Stored data

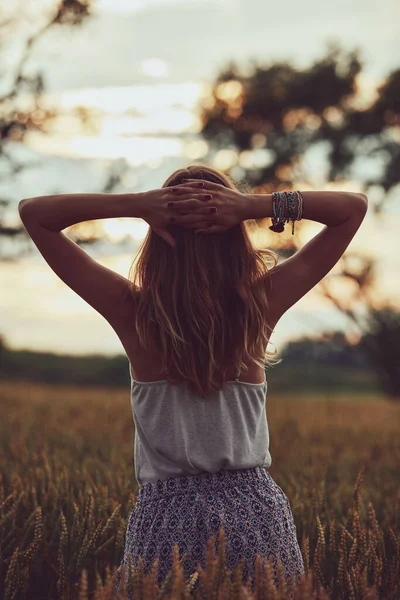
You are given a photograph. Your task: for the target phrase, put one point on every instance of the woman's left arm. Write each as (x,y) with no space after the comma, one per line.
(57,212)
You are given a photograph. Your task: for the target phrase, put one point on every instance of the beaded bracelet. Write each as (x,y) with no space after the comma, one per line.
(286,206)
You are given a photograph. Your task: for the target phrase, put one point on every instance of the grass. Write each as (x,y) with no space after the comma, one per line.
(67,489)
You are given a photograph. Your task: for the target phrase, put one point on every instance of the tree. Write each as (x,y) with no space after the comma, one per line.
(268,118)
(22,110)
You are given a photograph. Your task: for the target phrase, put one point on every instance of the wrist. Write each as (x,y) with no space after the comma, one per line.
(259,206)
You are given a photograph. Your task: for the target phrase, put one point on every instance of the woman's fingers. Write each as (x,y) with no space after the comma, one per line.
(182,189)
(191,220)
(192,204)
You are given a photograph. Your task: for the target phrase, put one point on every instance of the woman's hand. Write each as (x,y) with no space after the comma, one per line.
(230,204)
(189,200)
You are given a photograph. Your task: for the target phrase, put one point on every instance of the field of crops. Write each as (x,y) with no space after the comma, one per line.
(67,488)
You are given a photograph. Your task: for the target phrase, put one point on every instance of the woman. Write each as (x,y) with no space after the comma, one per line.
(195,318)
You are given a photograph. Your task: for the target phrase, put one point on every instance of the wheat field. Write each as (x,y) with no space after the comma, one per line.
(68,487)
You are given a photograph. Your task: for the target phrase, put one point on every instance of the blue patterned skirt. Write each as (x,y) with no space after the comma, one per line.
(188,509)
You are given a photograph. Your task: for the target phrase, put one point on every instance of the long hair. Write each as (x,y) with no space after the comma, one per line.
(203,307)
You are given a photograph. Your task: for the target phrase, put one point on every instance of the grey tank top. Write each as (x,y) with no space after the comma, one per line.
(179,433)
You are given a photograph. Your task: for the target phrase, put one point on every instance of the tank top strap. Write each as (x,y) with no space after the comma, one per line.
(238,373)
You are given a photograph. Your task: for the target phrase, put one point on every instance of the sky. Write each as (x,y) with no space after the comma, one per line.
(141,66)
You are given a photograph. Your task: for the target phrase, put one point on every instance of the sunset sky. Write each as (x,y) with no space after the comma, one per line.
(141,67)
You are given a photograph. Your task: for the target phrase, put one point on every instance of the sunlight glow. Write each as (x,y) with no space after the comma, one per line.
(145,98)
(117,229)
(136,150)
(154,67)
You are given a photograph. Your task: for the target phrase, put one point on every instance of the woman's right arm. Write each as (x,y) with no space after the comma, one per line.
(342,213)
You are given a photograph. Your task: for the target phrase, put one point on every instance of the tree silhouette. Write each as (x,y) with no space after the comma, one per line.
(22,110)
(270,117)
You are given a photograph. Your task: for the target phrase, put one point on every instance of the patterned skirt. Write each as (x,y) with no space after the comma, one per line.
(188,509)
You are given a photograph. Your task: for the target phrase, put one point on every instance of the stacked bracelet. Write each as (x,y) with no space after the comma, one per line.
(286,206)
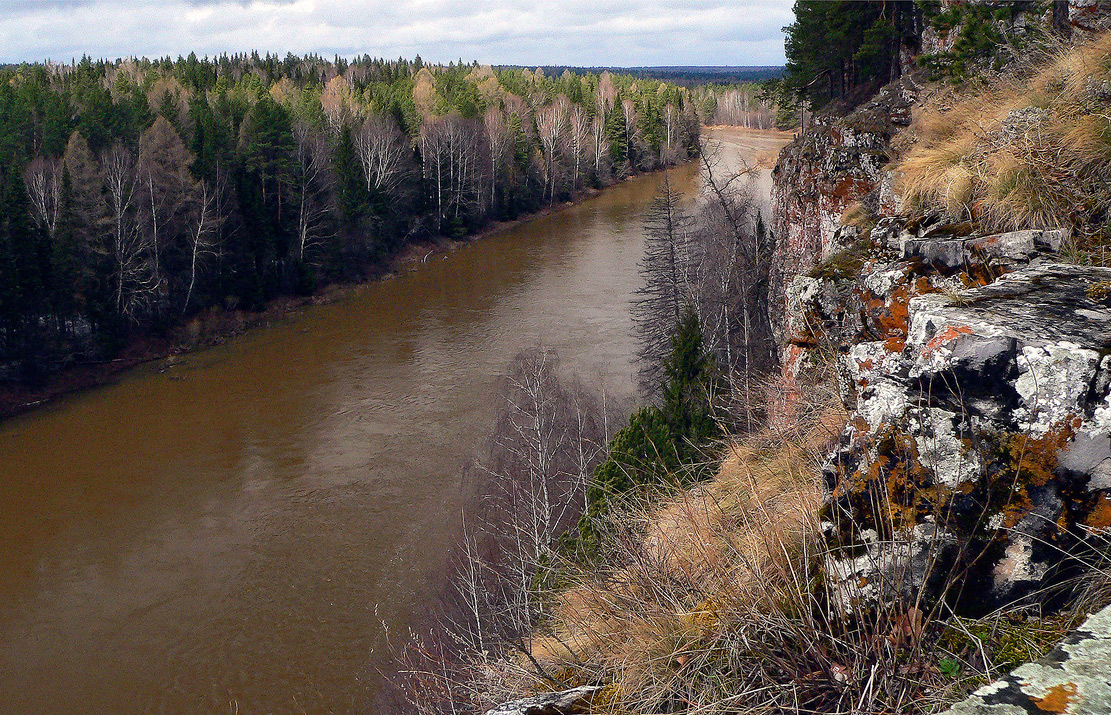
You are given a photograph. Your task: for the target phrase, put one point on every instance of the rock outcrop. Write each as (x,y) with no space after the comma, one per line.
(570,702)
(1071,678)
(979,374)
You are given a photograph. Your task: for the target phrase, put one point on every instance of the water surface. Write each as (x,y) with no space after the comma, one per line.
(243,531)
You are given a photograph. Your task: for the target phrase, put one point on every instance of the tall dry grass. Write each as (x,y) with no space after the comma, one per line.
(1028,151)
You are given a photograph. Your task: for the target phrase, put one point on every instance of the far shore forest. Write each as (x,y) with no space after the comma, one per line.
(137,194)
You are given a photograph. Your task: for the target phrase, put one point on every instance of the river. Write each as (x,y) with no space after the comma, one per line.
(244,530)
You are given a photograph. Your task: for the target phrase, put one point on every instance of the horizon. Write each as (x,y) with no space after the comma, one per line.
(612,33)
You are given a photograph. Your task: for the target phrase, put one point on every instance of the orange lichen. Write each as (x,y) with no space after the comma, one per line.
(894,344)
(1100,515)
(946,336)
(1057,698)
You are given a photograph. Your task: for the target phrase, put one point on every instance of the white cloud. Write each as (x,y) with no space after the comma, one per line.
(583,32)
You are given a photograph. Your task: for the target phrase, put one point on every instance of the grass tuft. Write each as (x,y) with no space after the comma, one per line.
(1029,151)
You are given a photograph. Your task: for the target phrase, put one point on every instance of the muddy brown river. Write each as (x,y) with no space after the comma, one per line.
---
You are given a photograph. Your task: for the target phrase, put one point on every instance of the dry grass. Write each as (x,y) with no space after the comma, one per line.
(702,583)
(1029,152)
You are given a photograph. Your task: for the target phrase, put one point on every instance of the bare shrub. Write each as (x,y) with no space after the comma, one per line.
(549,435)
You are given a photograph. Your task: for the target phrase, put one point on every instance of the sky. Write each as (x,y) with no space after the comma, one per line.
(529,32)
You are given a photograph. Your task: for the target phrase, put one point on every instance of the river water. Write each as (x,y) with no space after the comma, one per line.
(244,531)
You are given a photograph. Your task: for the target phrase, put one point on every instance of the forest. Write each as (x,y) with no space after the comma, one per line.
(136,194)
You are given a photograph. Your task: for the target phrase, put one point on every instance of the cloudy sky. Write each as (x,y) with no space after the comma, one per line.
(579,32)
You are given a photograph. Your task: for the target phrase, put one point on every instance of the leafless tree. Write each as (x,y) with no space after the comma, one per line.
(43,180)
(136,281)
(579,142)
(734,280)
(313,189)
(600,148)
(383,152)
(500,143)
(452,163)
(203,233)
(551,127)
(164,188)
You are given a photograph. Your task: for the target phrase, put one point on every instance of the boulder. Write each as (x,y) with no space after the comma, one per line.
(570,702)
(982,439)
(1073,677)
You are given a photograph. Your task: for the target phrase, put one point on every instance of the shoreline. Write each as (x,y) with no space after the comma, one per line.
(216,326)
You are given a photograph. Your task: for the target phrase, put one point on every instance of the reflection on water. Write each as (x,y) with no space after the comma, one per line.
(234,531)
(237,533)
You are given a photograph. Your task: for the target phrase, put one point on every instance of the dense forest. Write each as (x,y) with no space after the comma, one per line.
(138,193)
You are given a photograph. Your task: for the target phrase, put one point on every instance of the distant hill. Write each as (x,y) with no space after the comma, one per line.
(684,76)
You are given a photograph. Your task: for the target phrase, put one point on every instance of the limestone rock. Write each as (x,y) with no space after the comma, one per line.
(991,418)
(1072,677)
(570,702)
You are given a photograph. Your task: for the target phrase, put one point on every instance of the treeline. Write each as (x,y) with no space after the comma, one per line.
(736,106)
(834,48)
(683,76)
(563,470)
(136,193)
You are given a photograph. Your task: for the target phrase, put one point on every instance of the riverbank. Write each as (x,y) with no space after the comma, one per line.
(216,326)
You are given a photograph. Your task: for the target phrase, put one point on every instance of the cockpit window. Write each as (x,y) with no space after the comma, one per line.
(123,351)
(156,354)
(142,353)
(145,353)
--
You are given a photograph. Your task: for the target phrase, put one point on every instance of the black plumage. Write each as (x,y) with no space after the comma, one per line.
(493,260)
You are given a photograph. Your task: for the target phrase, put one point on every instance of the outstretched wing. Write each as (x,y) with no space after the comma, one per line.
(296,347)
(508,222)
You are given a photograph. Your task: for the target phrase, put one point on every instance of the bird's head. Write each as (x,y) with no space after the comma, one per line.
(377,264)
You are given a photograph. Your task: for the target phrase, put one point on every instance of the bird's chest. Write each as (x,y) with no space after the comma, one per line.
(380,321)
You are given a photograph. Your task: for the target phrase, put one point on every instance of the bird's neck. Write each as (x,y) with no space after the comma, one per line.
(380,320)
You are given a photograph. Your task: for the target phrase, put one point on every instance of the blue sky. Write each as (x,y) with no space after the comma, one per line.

§ TASK DESCRIPTION:
Repeat exactly the lines above from the one with "the bird's chest." up to and including the one with "the blue sky.". No other line belongs in the reply.

§ SOLUTION TO THIS PROBLEM:
You are given a photograph. Your task: for the target phrase, put one point on every instance of the bird's chest. Write each as (x,y) with no space after the comma, one per line.
(380,321)
You are given a photograph. Your task: for the target phrase, put one point on every instance of the bird's neck. Write each as (x,y) with no space after the comma, one per line.
(380,320)
You are given a photograph. Your task: for the target phrase, put one point on every instance of the blue sky. Write each as (x,y) with no space after the comma, one per line.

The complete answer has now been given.